Devant la Cour de cassation, le concédant reprochait à la cour d'appel d'avoir violé l'article 3 § 1er, 2° de la loi en n'ayant pas constaté que les frais exposés par le concessionnaire profiteraient au concédant après l'expiration du contrat, mais en ayant au contraire situé dans le passé les avantages de ce service après-vente.

La Cour de cassation rejette le moyen en constatant que la cour d'appel avait fait sienne l'opinion des premiers juges qui avaient énoncé que “les frais du service après-vente ont contribué au maintien de la réputation des produits dont bénéficiera [le concédant] après la rupture du contrat”. La Cour estime que la décision de la cour d'appel d'allouer pour cette raison une indemnité couvrant les frais de service après-vente est légalement justifiée.

Cette jurisprudence pourrait avoir des conséquences importantes, notamment dans le secteur des concessions automobiles dans lesquelles les frais de service après-vente représentent des montants substantiels qui ne sont pas toujours adéquatement couverts par les interventions financières du concédant contractuellement prévues.

Il reste que le concessionnaire devra toujours démontrer que ces frais profiteront au concédant après la fin des relations. C'est l'intensité de cette preuve que l'arrêt commenté nous semble toutefois avoir substantiellement réduite: il suffira désormais de démontrer que des frais ont contribué au maintien de la réputation de la marque des produits concédés pour être indemnisables au sens de l'article 3 § 1er, 2° de la loi de 1961. La question se posera toutefois toujours de déterminer l'effet dans le temps d'un tel maintien de réputation. Il semble en effet excessif de poser en règle que tout service après-vente assuré pendant la durée du contrat est indemnisable. Tout sera question d'espèce et dépendra notamment, selon nous, de la durée de vie économique des produits vendus et entretenus ou réparés dans le cadre du service après-vente. On peut dès lors légitimement s'attendre à ce que, suite à l'arrêt commenté, les juridictions de fond soient appelées, plus que par le passé, à examiner le caractère indemnisable des frais de service après-vente exposés par le concessionnaire.

4. Absence d'unicité de l'indemnité complémentaire

Le dernier moyen dont était saisie la Cour de cassation reprochait à la cour d'appel d'avoir alloué au concessionnaire, en application de l'article 3 de la loi de 1961, plusieurs indemnités distinctes (une pour la plus-value de clientèle et une autre pour les frais exposés par le concessionnaire et qui profiteraient au concédant après la fin du contrat) et d'avoir rejeté le moyen de défense que le concédant lui avait soumis en décidant que “la prise en considération des frais de publicité et de service après-vente (…) ne fait pas double emploi avec la plus-value notable de clientèle, l'article 3 de la loi du 27 juillet 1961 distinguant les deux notions”.

**DONNÉES RECUEILLIES:**
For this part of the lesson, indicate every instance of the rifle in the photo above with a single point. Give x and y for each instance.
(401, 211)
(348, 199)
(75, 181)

**EXERCICES:**
1. Pouvez-vous reprendre tout ce qui va de "Devant la Cour" jusqu'à "ce service après-vente." dans l'extrait, en renommant "concédant" en "fournisseur" ?
2. Les affirmations suivantes concordent-elles avec l'extrait ? Répondez par oui ou par non, en citant les mots de l'extrait qui tranchent.
(a) La Cour de cassation accueille le moyen du concédant.
(b) Le concessionnaire devra toujours démontrer que les frais profiteront au concédant après la fin des relations.
(c) L'extrait pose en règle que tout service après-vente assuré pendant la durée du contrat est indemnisable.
Appuyez-vous uniquement sur l'extrait.

**EXERCICES CORRIGÉS:**
1.
Devant la Cour de cassation, le fournisseur reprochait à la cour d'appel d'avoir violé l'article 3 § 1er, 2° de la loi en n'ayant pas constaté que les frais exposés par le concessionnaire profiteraient au fournisseur après l'expiration du contrat, mais en ayant au contraire situé dans le passé les avantages de ce service après-vente.

2.
(a) Non : « La Cour de cassation rejette le moyen ».
(b) Oui : « Il reste que le concessionnaire devra toujours démontrer que ces frais profiteront au concédant après la fin des relations. »
(c) Non : « Il semble en effet excessif de poser en règle que tout service après-vente assuré pendant la durée du contrat est indemnisable. »